◆ **What the exercise asks**
Return every line of the data below that contains the word "floor".

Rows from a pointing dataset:
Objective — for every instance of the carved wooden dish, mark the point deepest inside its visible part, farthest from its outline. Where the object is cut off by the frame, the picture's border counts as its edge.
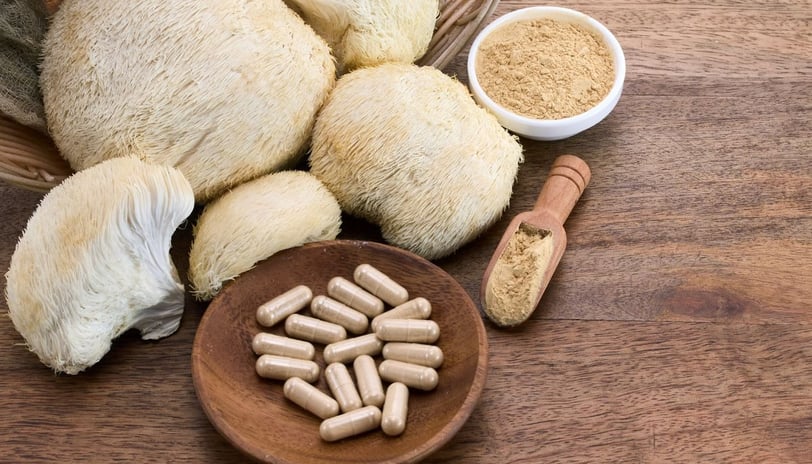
(252, 413)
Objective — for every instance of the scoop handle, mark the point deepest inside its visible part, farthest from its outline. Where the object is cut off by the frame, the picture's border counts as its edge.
(565, 183)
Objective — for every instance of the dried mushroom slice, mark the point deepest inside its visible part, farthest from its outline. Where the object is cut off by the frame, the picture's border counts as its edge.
(93, 262)
(256, 220)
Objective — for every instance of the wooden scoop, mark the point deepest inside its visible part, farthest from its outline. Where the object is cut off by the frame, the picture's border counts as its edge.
(532, 246)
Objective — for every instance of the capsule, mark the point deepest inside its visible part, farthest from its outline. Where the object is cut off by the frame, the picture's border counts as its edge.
(341, 385)
(408, 330)
(265, 343)
(330, 310)
(380, 285)
(415, 353)
(395, 409)
(354, 296)
(369, 381)
(351, 423)
(417, 308)
(413, 375)
(310, 398)
(349, 349)
(282, 368)
(313, 330)
(284, 305)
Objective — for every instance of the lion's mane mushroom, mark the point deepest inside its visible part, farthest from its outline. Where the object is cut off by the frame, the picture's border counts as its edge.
(371, 32)
(224, 90)
(407, 148)
(94, 262)
(256, 220)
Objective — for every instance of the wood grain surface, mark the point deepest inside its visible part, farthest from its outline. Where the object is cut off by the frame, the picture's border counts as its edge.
(677, 328)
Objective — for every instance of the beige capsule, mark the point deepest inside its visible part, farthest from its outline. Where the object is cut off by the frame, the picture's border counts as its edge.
(395, 409)
(330, 310)
(354, 296)
(282, 368)
(310, 398)
(342, 387)
(380, 285)
(349, 349)
(415, 353)
(265, 343)
(313, 330)
(351, 423)
(417, 308)
(282, 306)
(370, 386)
(413, 375)
(408, 330)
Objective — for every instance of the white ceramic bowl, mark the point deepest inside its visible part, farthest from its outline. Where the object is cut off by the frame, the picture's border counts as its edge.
(549, 129)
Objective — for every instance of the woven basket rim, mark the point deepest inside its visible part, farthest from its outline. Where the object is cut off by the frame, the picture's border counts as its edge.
(30, 160)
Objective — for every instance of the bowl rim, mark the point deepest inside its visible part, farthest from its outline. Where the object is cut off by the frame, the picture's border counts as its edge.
(437, 441)
(535, 12)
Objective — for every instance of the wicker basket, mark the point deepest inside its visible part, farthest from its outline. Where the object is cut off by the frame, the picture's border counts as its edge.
(29, 159)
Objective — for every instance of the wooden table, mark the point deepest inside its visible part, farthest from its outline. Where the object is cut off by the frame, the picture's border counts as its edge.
(678, 327)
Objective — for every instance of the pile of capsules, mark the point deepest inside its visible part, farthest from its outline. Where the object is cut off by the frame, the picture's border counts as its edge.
(404, 335)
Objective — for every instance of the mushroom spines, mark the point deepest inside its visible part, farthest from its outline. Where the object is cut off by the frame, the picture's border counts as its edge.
(94, 261)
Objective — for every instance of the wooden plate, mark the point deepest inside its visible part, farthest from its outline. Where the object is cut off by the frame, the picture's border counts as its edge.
(252, 413)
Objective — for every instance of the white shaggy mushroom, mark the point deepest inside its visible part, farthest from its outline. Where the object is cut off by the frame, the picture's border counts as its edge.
(407, 148)
(371, 32)
(224, 90)
(256, 220)
(94, 262)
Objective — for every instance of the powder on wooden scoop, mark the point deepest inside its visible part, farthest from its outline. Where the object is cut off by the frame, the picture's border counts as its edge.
(545, 69)
(516, 279)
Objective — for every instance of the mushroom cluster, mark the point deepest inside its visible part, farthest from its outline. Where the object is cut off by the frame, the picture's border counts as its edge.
(161, 104)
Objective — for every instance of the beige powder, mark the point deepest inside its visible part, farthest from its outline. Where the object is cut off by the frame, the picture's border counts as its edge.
(516, 279)
(545, 69)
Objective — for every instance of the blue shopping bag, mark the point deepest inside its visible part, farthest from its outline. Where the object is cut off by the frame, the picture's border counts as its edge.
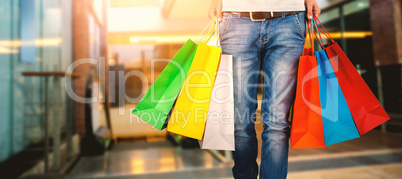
(338, 124)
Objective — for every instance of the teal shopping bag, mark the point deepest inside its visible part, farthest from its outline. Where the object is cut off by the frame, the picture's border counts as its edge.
(338, 124)
(156, 104)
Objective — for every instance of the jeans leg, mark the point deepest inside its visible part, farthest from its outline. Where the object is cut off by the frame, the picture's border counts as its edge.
(239, 39)
(283, 48)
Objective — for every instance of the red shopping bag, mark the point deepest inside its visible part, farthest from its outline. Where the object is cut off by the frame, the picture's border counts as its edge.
(307, 129)
(364, 106)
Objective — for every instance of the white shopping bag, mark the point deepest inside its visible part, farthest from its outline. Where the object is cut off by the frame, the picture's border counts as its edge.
(219, 128)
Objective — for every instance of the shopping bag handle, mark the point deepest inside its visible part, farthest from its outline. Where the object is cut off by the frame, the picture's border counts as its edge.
(325, 32)
(319, 34)
(309, 30)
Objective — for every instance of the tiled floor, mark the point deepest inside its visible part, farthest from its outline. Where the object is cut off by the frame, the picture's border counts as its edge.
(375, 155)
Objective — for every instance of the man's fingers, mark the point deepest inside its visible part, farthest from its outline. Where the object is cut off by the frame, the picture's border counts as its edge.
(219, 15)
(316, 10)
(211, 13)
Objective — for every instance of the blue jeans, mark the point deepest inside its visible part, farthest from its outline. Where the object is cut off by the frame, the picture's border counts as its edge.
(273, 46)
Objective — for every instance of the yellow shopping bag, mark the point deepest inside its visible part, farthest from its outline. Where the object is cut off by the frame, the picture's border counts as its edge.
(190, 111)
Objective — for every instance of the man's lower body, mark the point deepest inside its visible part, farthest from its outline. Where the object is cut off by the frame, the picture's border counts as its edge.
(273, 46)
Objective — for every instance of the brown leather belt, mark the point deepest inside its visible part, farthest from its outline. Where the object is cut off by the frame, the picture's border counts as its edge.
(262, 16)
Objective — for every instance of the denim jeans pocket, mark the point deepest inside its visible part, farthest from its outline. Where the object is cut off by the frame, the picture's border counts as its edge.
(300, 22)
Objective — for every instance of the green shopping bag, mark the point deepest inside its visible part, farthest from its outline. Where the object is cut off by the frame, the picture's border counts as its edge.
(156, 104)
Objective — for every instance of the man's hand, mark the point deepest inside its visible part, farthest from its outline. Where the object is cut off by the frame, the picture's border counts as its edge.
(312, 8)
(216, 9)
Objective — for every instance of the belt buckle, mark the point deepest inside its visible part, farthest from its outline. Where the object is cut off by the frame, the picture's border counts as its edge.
(255, 20)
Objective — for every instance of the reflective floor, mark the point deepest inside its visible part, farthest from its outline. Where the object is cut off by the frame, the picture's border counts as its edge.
(374, 155)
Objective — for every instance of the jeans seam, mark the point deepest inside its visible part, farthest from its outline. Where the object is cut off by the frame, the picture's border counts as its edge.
(270, 31)
(225, 26)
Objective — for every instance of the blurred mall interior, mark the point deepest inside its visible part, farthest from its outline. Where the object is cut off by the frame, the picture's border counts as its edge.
(54, 53)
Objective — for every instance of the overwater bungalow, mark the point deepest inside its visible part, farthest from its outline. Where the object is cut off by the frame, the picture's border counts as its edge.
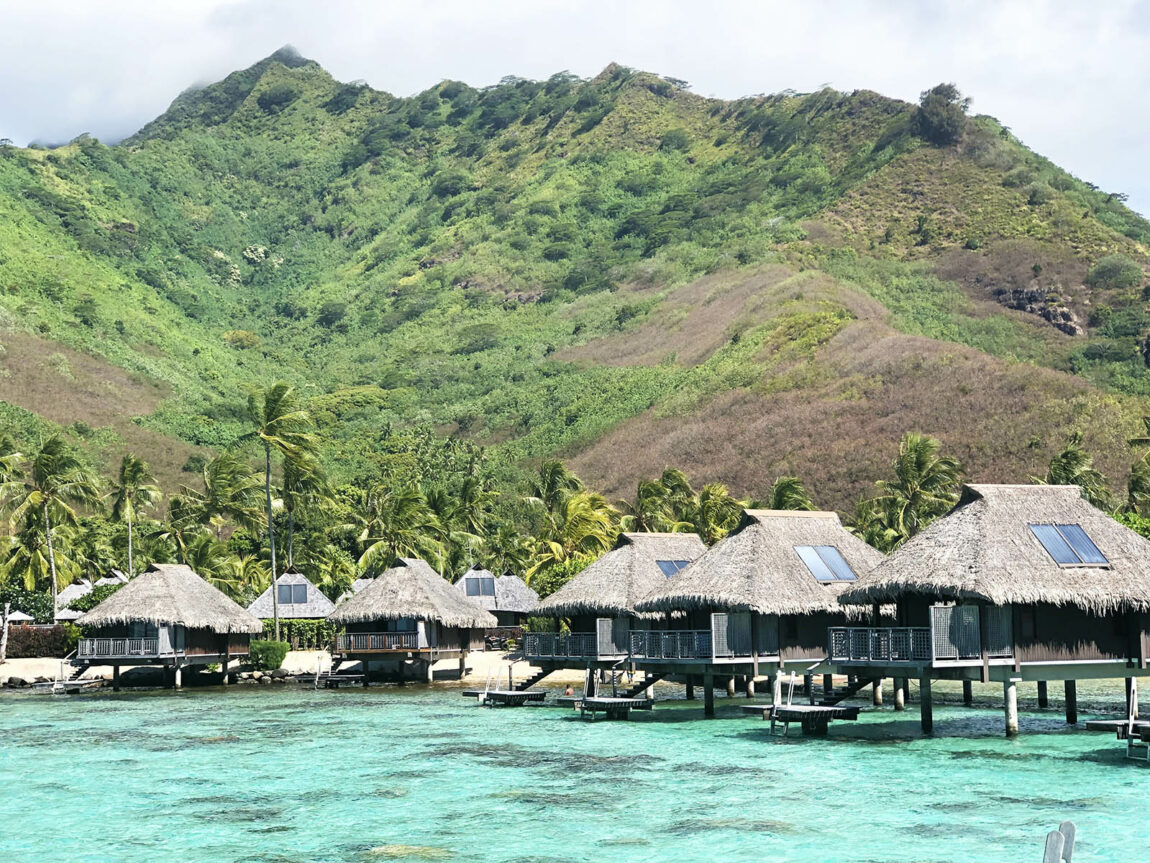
(1017, 582)
(506, 596)
(599, 603)
(297, 597)
(408, 612)
(759, 600)
(167, 616)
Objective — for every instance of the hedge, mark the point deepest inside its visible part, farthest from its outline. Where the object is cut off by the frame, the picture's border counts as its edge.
(27, 642)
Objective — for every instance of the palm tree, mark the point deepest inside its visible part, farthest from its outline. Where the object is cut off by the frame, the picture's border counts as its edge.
(789, 494)
(715, 512)
(54, 485)
(280, 424)
(1073, 466)
(925, 486)
(229, 495)
(305, 485)
(135, 489)
(397, 521)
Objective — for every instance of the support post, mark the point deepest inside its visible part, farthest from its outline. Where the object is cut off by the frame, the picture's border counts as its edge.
(926, 707)
(1010, 704)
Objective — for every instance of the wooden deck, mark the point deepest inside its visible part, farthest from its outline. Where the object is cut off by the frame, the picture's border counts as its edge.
(813, 718)
(613, 708)
(505, 697)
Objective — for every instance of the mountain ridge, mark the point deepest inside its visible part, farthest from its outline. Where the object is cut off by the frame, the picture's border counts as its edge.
(472, 253)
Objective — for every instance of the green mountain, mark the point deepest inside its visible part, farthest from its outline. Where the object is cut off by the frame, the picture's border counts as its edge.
(614, 270)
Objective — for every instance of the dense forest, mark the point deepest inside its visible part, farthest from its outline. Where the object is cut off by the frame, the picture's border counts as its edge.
(474, 297)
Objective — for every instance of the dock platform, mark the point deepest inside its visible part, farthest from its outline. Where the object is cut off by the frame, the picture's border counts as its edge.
(505, 697)
(813, 718)
(613, 708)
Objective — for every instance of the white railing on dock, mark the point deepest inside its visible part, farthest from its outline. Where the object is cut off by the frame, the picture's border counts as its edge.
(881, 644)
(354, 641)
(113, 648)
(672, 644)
(573, 646)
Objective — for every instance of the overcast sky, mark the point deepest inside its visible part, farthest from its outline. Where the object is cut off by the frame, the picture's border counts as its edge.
(1070, 78)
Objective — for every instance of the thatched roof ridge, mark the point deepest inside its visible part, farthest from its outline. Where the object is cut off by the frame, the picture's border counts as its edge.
(757, 569)
(411, 589)
(512, 593)
(171, 594)
(618, 580)
(983, 549)
(317, 605)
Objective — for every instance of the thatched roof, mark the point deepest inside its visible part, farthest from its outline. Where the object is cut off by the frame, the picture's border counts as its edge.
(411, 589)
(171, 594)
(618, 580)
(317, 605)
(512, 593)
(984, 550)
(757, 567)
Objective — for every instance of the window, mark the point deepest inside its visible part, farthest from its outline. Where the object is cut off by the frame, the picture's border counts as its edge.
(1068, 544)
(481, 587)
(292, 594)
(825, 563)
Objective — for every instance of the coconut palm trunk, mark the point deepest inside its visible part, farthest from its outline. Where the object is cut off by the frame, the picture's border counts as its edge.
(52, 562)
(271, 536)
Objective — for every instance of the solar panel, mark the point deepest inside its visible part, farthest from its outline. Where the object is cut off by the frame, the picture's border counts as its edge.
(1082, 544)
(814, 563)
(836, 563)
(1055, 544)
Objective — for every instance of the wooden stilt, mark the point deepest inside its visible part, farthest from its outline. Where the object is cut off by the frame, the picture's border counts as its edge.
(926, 708)
(1010, 704)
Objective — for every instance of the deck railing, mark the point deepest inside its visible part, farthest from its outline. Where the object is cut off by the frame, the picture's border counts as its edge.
(553, 646)
(355, 641)
(116, 648)
(909, 644)
(672, 644)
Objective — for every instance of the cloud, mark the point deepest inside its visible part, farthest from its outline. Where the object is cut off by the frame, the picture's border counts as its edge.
(1067, 77)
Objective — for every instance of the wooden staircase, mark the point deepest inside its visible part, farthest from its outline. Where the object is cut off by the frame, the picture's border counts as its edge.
(536, 678)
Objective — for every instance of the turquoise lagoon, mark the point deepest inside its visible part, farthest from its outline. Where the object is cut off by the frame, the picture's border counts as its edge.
(421, 773)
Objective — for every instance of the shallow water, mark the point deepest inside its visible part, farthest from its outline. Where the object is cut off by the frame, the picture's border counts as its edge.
(420, 773)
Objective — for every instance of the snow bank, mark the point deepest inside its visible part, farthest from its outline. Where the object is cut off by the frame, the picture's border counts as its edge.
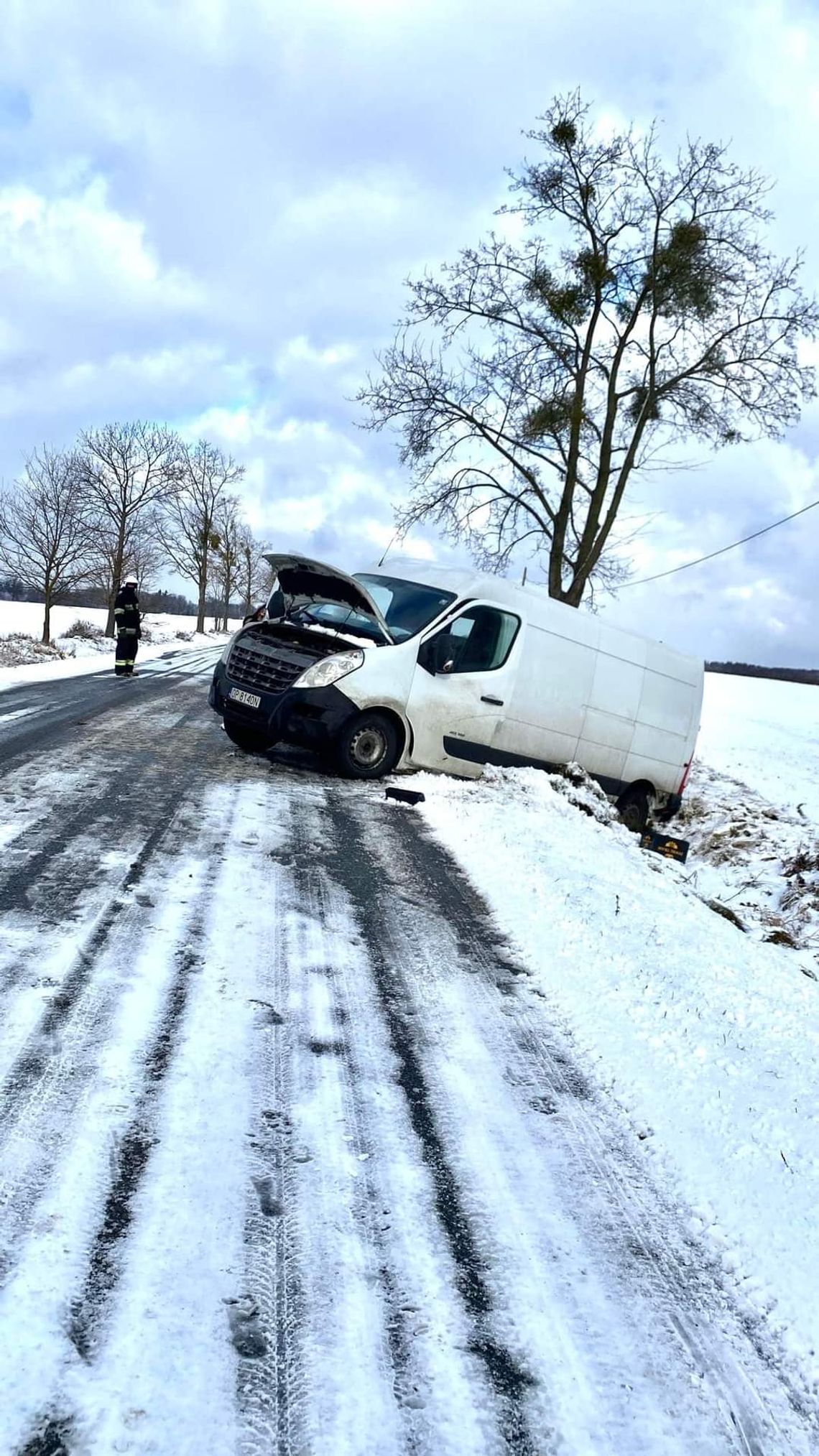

◆ **Solution for this task**
Objective — for every instance of the tiled floor, mark the point deepest inside its visible part, farthest from its outline. Where the object is cut off by the frame, the picture's border counts as its edge.
Objective — for every instance of the reflective floor, mark the point deepest inside its visible part, farthest from its outline. Where the object is cut off by the frame, the picture's border counts as its edge.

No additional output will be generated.